■ Kutipan Teks
___

Pada masa itu, kiprah fenomenal Sakti
Alamsyah ketika membacakan teks proklamasi yang dapat didengar publik melalui
Radio Bandung (cikal bakal RRI Bandung). Anehnya, ketika Sakti Alamsyah memulai
membaca teks proklamasi tersebut, beliau justru memulainya dengan pengantar sebagai
berikut: “Di sini Radio Bandung, siaran Radio Republik Indonesia...".
Padahal waktu itu belum lahir Radio Republik Indonesia alias RRI. Pembacaan
teks proklamasi oleh Sakti Alamsyah dilakukan tepat pada tanggal 17 Agustus
1945 pukul tujuh malam. Teks proklamasi yang dibaca Sakti Alamsyah tersebut
kemungkinan besar diperoleh dari Radio
Jakarta yang sudah terlebih dahulu memperoleh salinannya dari Adam Malik yang
waktu itu beliau menjadi pemimpin Kantor Berita Antara. Pertanyaannya: Mengapa
justru Radio Bandung yang berani menyiarkannya?

___

■ Catatan yang Ditampilkan

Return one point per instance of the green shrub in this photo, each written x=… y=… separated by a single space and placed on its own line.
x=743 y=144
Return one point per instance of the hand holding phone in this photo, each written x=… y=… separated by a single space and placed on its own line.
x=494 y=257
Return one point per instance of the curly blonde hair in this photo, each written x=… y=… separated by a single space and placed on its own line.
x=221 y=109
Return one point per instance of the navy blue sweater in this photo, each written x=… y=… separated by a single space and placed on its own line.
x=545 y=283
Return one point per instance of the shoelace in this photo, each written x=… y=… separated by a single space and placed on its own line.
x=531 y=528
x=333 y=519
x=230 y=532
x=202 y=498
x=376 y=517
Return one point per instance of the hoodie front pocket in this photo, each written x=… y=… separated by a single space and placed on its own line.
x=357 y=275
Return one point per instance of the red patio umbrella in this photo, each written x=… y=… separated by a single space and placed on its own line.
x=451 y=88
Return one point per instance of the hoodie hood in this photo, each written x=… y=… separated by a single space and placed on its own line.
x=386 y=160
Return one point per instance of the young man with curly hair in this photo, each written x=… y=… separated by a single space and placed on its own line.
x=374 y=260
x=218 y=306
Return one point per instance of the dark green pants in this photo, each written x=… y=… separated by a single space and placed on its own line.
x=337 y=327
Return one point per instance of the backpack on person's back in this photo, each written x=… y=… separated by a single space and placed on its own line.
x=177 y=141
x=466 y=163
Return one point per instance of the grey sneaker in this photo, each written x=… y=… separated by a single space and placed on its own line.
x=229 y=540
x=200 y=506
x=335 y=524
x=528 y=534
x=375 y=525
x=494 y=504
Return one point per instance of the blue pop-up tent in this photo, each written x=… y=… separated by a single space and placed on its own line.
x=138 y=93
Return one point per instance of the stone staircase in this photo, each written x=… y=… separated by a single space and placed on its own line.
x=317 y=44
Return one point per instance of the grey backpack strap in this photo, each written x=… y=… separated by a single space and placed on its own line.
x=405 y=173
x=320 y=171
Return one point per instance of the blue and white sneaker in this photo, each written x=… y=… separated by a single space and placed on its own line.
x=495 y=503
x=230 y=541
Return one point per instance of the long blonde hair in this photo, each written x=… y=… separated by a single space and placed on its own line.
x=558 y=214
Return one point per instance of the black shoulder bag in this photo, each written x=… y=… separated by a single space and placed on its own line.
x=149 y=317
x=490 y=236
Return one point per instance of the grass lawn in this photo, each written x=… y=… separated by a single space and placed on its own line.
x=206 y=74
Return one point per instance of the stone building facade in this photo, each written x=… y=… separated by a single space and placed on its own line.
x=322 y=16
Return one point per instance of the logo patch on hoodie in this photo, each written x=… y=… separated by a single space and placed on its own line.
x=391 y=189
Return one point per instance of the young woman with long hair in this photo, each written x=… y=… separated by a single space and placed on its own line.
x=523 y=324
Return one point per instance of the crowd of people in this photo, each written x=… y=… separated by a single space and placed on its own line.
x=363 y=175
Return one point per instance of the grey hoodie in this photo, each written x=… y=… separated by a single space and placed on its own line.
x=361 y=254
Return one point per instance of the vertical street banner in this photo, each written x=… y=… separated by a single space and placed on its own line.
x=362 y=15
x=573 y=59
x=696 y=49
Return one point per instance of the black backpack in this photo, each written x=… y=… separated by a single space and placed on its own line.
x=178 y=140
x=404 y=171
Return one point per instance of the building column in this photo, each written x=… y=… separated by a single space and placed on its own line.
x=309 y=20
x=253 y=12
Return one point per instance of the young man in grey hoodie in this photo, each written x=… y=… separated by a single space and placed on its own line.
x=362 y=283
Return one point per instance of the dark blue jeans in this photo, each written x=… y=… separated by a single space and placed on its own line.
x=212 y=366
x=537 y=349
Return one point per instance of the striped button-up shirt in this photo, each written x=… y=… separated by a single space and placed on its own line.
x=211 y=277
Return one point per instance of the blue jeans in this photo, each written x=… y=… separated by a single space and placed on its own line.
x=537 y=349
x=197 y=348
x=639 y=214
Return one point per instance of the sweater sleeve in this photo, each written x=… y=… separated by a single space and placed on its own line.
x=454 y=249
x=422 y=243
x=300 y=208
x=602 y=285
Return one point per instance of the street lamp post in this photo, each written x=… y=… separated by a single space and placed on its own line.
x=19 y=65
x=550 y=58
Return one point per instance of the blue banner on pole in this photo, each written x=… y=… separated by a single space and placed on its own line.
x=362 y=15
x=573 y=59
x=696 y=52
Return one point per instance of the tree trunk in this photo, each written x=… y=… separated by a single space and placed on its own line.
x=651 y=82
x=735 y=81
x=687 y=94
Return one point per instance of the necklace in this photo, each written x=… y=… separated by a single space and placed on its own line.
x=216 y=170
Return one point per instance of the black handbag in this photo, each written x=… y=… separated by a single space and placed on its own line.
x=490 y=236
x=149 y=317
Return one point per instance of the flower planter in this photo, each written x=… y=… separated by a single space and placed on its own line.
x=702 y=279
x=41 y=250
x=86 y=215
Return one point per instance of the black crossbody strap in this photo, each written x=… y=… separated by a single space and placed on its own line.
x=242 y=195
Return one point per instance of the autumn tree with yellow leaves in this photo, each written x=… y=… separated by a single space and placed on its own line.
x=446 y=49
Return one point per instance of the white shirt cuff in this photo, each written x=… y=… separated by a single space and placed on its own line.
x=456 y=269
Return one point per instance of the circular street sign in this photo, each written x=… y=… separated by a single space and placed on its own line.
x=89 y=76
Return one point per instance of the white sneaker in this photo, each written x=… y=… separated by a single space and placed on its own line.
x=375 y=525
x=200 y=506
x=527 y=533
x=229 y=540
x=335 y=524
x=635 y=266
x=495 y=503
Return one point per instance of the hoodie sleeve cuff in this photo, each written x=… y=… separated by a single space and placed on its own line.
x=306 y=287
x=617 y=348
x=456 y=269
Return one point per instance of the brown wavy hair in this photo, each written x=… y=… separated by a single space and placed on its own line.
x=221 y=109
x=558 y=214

___

■ Instruksi Tugas
Tolong lanjutkan kutipan tentang pembacaan proklamasi oleh Sakti Alamsyah di Radio Bandung, dimulai sesudah kalimat terakhirnya.

■ Soal Terjawab
Selain itu, teks yang dibacakan Sakti
Alamsyah—yang pada waktu itu Sakti Alamsyah masih berumur 23 tahun—ada
perbedaan kecil dalam teks proklamasi yang disiarkan Sakti dengan teks
sebagaimana dibacakan Soekarno di Pegangsaan Timur, Jakarta. Sakti Alamsyah justru
menutupnya dengan kalimat "Wakil-wakil Bangsa Indonesia,
Soekarno-Hatta". Padahal, Bung Karno membacakannya dengan kalimat yang
jelas terdengar "Atas Nama Bangsa Indonesia, Soekarno-Hatta". Tidak
ada yang mengetahui dengan pasti bagaimana asal muasal perbedaan teks dan yang
dibacakan Soekarno dengan apa yang disuarakan Sakti Alamsyah Siregar.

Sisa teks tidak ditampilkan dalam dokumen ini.